WHAT THE TASK REQUIRES
Answer these questions using the article on brand hijacking below:
(a) In which town are Cable Beachside Villas, and for how many years has Mr Forbes-Stephen run them?
(b) Which federal politician did he formally ask for help?
(c) According to the Booking.com statement, what do properties pay to list on Booking.com?

--- START OF TEXT SHOWN ---

Ross Forbes-Stephen was sailing smoothly with his accommodation business on the West Australian coast when he says he was attacked by pirates.

He is now calling for Federal legislation to be strengthened to outlaw the practice he calls “brand hijacking’’ in which online travel agents take over a property’s name for their own google listings.

 UPDATE: Booking.com responded to our request for comment this week with the following statement:

Everything we do is in the spirit of not just giving customers access to the best accommodation options at great prices, but also bringing guests and incremental business to our accommodation partners, particularly as we support the continued recovery of domestic travel in Australia. Search engines are open platforms where any business, including properties of all sizes, can pay to advertise. With a choice of different marketing channels to reach potential customers, the properties that choose to list on Booking.com are able to do so at absolutely no charge. We then invest in advertising to help them capture as much customer demand that exists in order to grow their businesses, ultimately helping to keep the larger travel ecosystem thriving over the long-term, including in Australia.

Mr Forbes-Stephen has been running the self-catering apartments at Cable Beachside Villas in Broome for 13 years but says the winds of change are blowing fiercely in a storm created by OTAs.

Following our recent article on rate parity, he wrote to Accom News to complain about brand hijacking which he says should be illegal in Australia. He has also complained formally in seeking help from Federal Opposition leader Anthony Albanese.

He says guests searching for almost any accommodation property by name will be presented with four or five “advertisements under that property name for booking.com, Expedia and others but the property’s real web page listing will be halfway down the results – too far for anyone to look’’.

“These OTA ads are displayed in such a way that the unwitting consumer clicks on the link, thinking they are going direct to the property website, but are instead being syphoned off to an OTA where the property page is displayed and the booking is funnelled through the OTA.

--- END OF TEXT SHOWN ---
--- START OF GIVEN RECORDS ---

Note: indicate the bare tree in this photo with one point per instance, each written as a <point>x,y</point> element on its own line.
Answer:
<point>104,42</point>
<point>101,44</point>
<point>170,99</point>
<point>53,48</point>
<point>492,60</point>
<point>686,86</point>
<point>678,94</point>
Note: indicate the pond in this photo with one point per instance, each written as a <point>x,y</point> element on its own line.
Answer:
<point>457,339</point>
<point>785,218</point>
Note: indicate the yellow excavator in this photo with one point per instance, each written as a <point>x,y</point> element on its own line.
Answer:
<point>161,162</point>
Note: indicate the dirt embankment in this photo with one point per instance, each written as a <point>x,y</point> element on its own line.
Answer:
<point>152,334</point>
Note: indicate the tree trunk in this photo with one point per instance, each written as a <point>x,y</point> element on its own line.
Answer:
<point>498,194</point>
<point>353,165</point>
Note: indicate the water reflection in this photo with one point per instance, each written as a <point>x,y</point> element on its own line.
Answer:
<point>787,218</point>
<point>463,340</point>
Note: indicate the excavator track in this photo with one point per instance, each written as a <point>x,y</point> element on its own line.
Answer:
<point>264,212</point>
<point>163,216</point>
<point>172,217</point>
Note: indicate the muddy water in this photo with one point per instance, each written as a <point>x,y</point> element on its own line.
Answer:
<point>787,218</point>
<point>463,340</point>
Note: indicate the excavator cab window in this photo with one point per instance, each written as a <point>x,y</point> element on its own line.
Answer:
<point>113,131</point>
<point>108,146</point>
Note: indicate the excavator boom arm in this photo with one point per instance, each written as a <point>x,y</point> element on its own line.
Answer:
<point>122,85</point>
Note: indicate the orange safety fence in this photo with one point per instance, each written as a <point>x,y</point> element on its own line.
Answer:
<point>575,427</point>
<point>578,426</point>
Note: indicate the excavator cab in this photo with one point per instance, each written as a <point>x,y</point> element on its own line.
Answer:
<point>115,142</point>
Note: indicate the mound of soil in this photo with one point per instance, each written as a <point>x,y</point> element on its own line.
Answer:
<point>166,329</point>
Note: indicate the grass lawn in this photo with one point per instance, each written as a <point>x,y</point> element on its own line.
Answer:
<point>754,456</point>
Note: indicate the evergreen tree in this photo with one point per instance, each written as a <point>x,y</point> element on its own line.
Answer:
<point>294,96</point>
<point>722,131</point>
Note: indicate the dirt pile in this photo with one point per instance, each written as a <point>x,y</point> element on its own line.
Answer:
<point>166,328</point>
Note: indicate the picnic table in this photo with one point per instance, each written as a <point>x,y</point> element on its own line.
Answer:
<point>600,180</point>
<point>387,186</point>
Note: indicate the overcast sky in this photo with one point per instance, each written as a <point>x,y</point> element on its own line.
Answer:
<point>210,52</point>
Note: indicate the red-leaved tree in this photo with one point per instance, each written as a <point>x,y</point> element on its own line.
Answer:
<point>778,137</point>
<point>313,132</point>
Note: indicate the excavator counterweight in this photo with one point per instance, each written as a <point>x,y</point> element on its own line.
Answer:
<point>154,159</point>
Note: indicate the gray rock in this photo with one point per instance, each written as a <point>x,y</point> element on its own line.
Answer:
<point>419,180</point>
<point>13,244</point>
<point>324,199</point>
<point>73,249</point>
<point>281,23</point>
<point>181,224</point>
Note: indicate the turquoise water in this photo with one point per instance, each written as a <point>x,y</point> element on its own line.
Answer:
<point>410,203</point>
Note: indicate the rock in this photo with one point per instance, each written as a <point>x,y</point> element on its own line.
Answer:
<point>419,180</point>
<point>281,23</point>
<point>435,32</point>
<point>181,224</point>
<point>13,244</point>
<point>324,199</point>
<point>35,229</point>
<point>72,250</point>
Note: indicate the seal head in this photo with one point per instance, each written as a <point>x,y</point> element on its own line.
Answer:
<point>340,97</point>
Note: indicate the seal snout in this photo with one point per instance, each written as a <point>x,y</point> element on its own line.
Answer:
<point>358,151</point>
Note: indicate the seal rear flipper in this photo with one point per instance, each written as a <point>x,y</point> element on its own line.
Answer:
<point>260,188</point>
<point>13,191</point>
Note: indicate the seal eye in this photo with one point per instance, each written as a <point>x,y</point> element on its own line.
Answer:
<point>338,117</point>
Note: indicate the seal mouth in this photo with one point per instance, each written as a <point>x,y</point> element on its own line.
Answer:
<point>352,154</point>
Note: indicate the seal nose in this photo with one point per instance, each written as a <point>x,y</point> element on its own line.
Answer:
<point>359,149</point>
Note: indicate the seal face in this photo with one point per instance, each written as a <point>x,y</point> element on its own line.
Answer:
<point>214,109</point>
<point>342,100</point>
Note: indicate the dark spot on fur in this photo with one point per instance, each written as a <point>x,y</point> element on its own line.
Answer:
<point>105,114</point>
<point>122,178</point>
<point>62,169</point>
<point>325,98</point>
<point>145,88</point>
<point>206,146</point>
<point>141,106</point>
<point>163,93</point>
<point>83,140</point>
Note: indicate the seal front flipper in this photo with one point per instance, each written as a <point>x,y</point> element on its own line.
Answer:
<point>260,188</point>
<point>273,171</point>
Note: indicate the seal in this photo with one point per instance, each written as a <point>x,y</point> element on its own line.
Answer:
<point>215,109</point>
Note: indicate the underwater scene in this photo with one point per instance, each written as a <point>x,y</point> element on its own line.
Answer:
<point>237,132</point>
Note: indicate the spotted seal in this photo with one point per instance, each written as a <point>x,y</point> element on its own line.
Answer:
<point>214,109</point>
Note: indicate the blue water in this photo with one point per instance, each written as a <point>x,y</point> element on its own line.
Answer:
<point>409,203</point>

--- END OF GIVEN RECORDS ---

RESPONSE TO THIS EXERCISE
(a) Broome, for 13 years.
(b) Federal Opposition leader Anthony Albanese.
(c) Nothing; they list at absolutely no charge.